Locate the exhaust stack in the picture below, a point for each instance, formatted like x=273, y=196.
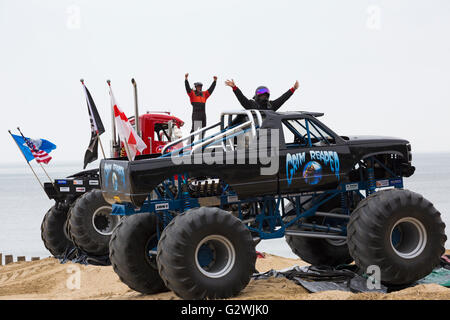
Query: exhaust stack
x=136, y=110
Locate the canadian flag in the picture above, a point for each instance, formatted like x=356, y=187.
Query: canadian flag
x=133, y=143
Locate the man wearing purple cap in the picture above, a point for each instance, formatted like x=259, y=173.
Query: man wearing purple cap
x=261, y=99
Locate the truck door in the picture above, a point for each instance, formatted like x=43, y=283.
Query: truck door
x=312, y=157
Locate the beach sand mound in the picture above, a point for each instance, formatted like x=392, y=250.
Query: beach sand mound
x=48, y=279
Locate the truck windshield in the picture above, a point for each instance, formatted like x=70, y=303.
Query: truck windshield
x=305, y=133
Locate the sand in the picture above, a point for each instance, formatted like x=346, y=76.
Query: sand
x=48, y=279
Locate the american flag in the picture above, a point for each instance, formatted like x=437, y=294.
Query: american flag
x=39, y=155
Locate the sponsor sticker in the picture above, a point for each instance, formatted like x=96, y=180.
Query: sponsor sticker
x=395, y=182
x=382, y=183
x=351, y=187
x=162, y=206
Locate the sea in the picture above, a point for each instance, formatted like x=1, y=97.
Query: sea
x=24, y=203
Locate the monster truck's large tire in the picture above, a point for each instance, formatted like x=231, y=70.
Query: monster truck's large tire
x=91, y=223
x=321, y=251
x=206, y=253
x=129, y=252
x=400, y=232
x=52, y=231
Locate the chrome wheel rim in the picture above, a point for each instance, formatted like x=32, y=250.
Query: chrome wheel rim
x=221, y=253
x=408, y=238
x=103, y=221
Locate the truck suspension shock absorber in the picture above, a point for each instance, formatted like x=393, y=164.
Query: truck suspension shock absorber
x=370, y=178
x=186, y=197
x=344, y=206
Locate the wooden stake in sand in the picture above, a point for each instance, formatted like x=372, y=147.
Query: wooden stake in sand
x=8, y=259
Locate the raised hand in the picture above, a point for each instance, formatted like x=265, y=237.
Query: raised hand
x=230, y=83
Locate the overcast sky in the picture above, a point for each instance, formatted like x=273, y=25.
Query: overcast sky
x=374, y=67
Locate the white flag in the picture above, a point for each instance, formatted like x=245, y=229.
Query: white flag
x=133, y=143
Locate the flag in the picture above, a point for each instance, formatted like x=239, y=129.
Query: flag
x=38, y=149
x=96, y=129
x=126, y=132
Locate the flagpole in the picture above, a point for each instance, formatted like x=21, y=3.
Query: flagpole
x=51, y=180
x=101, y=146
x=128, y=150
x=27, y=161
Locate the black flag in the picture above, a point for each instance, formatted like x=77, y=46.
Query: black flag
x=96, y=129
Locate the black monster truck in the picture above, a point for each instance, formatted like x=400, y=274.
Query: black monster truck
x=80, y=218
x=195, y=216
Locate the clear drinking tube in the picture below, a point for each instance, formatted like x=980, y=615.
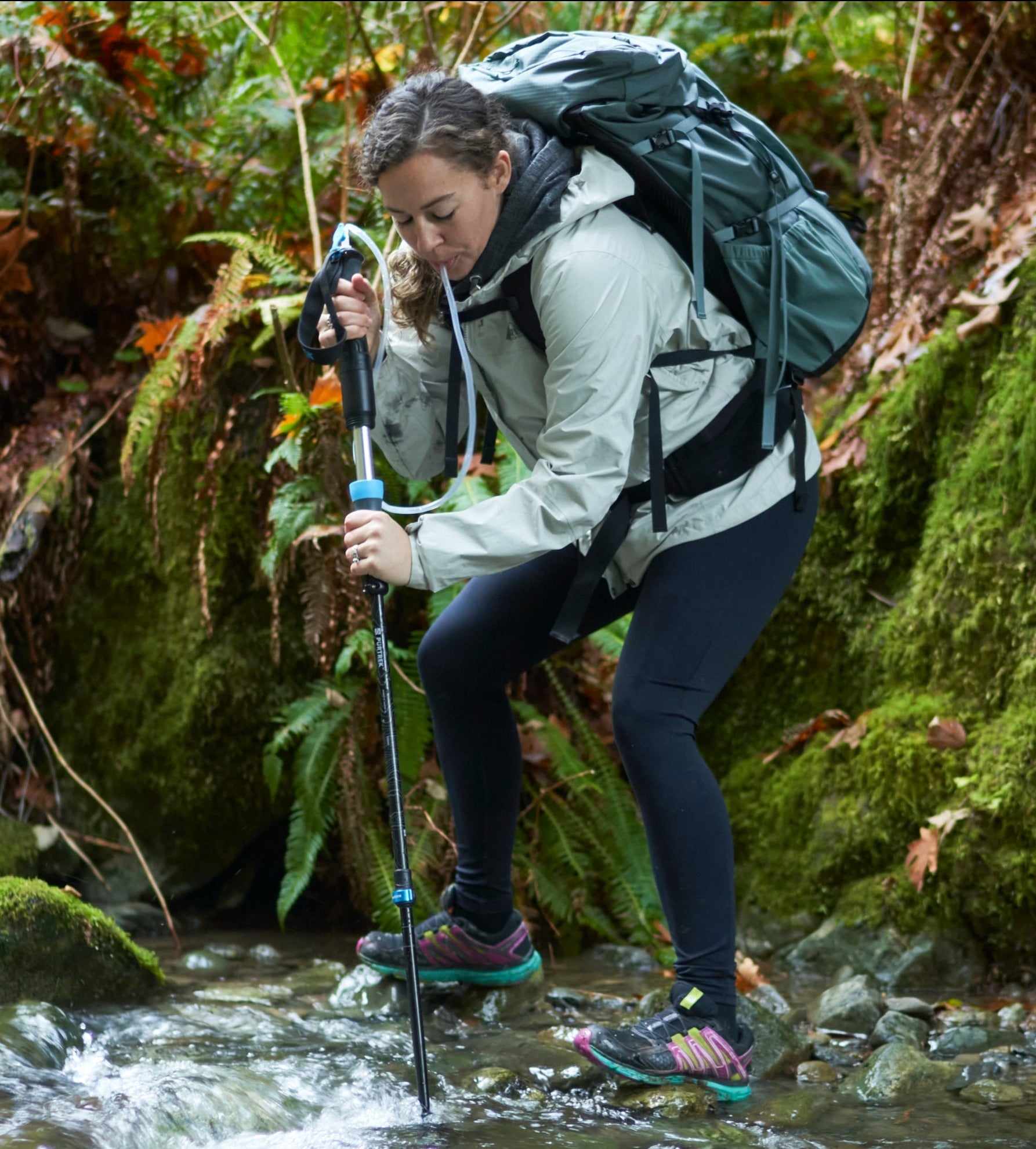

******

> **Brief**: Copy out the data above, beginning with the line containing "Locate the canadian" and going on through the line containing "x=24, y=203", requests included. In that copy, add 91 to every x and y coordinate in the answers.

> **Solved problem**:
Locate the canadian flag in the picture above, a point for each instance, formatted like x=356, y=187.
Query: canadian flag
x=224, y=234
Locate the man wearing purple cap in the picture above, a point for each instance, formatted like x=259, y=173.
Query: man wearing purple cap
x=352, y=190
Locate the truck door in the picture above, a point for each instance, formatted like x=43, y=283.
Query: truck door
x=403, y=248
Locate the beach sand mound in the picture above, a point for each instance, formatted like x=392, y=250.
Query: beach sand mound
x=139, y=370
Locate the truck windshield in the picture above, a point for each instance, formatted like x=70, y=303.
Query: truck windshield
x=396, y=224
Locate the sand in the picture above, a point for each instance, formatted like x=346, y=76.
Query: sand
x=139, y=370
Locate the american flag in the picture above, a point for each instance, formatted like x=437, y=294.
Query: american flag
x=130, y=246
Locate the sponsor sticker in the picture above, a point for each instance, formatted like x=96, y=180.
Query: sponsor sticker
x=486, y=273
x=473, y=274
x=442, y=278
x=253, y=297
Locate the sea in the picture above, a point for each instance, formatted like x=1, y=97.
Query: sea
x=115, y=294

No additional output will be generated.